About this task
Filter this data down to the lines that hold "then", and copy them.

==== Listed records ====

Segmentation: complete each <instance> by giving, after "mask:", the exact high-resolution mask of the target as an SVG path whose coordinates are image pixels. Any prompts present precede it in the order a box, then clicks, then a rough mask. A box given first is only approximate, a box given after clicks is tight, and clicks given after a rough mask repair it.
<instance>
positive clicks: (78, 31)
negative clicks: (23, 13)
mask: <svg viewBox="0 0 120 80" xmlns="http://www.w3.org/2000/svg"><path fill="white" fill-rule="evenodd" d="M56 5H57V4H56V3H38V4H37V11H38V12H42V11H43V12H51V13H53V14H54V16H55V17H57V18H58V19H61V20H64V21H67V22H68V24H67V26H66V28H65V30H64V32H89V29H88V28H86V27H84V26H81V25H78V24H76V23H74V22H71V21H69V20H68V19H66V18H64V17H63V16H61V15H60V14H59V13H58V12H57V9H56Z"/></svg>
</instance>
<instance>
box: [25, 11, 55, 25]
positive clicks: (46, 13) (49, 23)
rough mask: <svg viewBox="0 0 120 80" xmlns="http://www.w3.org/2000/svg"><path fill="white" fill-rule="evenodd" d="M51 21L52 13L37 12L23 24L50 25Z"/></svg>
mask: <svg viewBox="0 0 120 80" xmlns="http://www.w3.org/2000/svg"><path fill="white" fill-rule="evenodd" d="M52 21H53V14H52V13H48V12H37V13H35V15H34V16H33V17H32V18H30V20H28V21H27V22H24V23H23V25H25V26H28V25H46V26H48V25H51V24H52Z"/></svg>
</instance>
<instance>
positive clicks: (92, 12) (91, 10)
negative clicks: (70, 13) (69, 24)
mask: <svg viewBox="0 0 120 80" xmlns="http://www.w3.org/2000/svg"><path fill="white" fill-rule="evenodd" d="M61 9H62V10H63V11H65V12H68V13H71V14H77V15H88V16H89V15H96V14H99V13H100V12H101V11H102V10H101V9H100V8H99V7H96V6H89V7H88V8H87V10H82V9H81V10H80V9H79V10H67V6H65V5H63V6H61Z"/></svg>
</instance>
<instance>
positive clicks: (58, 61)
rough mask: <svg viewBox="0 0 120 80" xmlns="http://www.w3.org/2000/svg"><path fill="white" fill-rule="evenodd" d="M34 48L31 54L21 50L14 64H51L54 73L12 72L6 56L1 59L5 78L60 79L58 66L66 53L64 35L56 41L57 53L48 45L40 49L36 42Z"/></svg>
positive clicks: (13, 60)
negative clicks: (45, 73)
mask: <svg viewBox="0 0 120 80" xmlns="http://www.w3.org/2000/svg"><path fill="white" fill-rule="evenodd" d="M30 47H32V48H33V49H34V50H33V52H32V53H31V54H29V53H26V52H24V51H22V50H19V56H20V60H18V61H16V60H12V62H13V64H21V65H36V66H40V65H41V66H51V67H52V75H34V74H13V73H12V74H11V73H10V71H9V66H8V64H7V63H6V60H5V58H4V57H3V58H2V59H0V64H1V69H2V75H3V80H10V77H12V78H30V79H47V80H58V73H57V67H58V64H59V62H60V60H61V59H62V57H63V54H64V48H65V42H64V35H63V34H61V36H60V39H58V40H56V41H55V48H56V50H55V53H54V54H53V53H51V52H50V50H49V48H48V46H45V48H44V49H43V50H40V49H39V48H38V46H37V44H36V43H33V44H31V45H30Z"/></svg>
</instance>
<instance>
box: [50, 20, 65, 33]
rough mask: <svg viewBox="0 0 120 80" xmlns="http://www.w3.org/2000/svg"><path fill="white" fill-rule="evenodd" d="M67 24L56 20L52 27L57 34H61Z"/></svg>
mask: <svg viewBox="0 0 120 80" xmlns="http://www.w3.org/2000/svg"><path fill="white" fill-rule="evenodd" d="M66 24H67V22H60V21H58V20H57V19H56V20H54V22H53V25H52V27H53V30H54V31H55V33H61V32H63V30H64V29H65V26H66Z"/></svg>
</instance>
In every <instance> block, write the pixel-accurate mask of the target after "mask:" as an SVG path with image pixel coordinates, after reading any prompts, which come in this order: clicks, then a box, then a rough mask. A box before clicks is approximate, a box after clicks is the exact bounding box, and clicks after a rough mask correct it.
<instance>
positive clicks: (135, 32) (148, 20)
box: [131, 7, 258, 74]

====

Output
Segmentation: complete each <instance> by giving, after "mask:", the exact high-resolution mask of the target as an SVG path whose coordinates are image pixels. Any prompts present precede it in the order a box, then clicks, then a rough mask. A box given first is only approximate, a box given after clicks is tight, and clicks given after a rough mask repair it.
In every <instance> block, write the pixel-accurate mask of the target after "mask:" as an SVG path with image pixel coordinates, after reading any prompts, which come in this order: clicks, then a box, then a rough mask. A box before clicks is approximate, a box after clicks is the exact bounding box, and clicks after a rough mask correct it.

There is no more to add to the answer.